--- Start of Data for this exercise ---
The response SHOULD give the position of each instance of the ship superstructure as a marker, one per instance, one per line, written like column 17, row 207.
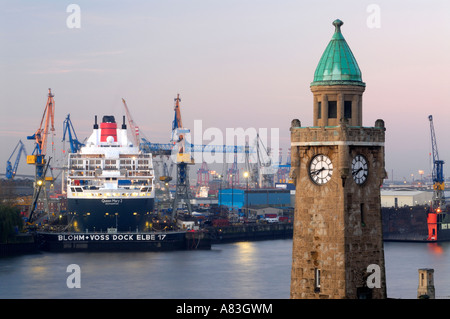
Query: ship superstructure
column 110, row 182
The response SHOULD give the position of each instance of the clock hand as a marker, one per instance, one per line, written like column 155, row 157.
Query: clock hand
column 316, row 172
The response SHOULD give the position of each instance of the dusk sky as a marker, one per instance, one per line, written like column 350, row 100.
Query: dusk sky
column 235, row 63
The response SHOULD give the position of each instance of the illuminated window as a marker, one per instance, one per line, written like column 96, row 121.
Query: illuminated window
column 332, row 109
column 348, row 109
column 316, row 280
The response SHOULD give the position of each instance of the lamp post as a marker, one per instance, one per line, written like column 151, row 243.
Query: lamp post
column 220, row 191
column 232, row 193
column 246, row 175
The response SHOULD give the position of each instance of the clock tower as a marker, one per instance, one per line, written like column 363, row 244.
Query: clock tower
column 338, row 168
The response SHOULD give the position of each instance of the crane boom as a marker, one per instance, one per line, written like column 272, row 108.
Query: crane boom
column 39, row 153
column 12, row 170
column 75, row 145
column 47, row 123
column 438, row 171
column 133, row 126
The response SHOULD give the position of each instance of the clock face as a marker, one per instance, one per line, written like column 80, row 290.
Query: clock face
column 360, row 169
column 321, row 169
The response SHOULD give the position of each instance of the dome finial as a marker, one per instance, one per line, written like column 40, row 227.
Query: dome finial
column 338, row 23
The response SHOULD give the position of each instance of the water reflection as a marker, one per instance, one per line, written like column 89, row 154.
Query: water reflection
column 436, row 248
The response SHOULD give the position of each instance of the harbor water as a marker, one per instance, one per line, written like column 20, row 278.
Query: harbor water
column 244, row 270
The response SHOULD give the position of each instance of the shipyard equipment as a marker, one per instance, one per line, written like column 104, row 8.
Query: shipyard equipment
column 435, row 214
column 75, row 145
column 183, row 159
column 134, row 128
column 38, row 157
column 438, row 171
column 12, row 170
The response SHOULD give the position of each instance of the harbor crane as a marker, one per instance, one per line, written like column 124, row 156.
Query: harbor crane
column 75, row 145
column 434, row 215
column 134, row 128
column 438, row 171
column 12, row 170
column 183, row 159
column 38, row 157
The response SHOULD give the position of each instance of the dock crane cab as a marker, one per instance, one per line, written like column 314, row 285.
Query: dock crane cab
column 438, row 205
column 68, row 129
column 12, row 170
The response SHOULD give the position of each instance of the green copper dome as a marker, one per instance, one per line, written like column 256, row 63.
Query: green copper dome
column 337, row 66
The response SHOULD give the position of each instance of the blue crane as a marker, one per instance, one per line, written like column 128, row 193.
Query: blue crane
column 10, row 170
column 438, row 171
column 75, row 145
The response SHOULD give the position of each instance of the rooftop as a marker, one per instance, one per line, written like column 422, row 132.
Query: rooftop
column 337, row 65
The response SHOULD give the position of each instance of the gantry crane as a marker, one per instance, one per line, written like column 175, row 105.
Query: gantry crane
column 12, row 170
column 438, row 171
column 134, row 128
column 38, row 158
column 434, row 215
column 183, row 159
column 75, row 145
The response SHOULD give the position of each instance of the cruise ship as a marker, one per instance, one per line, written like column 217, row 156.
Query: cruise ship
column 110, row 182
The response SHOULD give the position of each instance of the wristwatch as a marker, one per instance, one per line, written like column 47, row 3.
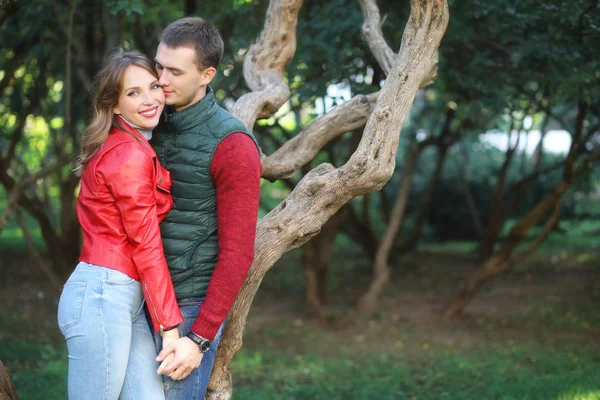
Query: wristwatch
column 203, row 344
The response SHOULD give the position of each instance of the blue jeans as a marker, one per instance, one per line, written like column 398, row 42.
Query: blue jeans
column 194, row 386
column 111, row 351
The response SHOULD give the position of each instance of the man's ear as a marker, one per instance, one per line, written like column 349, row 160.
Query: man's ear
column 208, row 75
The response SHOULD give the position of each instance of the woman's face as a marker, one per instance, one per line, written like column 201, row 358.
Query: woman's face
column 141, row 100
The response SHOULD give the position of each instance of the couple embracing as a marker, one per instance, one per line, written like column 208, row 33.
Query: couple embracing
column 168, row 207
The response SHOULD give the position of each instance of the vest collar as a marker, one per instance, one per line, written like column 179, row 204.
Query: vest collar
column 193, row 115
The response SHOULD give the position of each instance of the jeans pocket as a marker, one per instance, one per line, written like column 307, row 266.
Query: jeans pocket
column 69, row 306
column 117, row 277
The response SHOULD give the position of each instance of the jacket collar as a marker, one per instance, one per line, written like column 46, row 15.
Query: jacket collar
column 193, row 115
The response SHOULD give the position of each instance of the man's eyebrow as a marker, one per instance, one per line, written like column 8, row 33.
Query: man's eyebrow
column 171, row 68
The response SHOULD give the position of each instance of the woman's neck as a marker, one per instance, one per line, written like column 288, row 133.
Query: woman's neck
column 146, row 132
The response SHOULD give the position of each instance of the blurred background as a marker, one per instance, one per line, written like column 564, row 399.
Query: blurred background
column 491, row 288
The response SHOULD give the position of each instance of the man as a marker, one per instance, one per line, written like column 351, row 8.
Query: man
column 209, row 235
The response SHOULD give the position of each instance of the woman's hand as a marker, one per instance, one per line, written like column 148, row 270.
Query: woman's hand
column 168, row 337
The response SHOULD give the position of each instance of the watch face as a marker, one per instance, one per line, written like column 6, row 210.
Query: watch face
column 204, row 346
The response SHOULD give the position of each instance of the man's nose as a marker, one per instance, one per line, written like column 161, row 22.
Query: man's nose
column 162, row 78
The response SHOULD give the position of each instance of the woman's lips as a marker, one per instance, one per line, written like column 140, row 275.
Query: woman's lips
column 149, row 113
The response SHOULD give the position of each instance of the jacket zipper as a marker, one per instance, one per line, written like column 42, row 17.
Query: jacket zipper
column 161, row 326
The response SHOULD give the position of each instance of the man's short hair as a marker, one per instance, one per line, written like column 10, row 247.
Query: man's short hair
column 198, row 34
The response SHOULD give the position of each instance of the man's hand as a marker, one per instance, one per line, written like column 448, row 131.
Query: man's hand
column 187, row 358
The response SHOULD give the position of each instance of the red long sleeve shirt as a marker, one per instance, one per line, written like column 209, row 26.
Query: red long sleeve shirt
column 236, row 171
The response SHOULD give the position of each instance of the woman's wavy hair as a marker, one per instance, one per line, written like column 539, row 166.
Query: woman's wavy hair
column 108, row 84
--- End of Data for this exercise ---
## Stated problem
Extract from the data above, word for word, every line starting with the line that contains "350, row 100." and going on through the line that contains "column 316, row 280", with both of those lines included.

## Task solution
The response SHOULD give the position of each instance of the dusk sky as a marker, one per instance, one per line, written like column 350, row 100.
Query: dusk sky
column 235, row 63
The response SHOULD give the position of each instance of the illuminated window as a marker, one per instance, one per line, written like column 96, row 121.
Query: illuminated window
column 332, row 109
column 348, row 109
column 316, row 280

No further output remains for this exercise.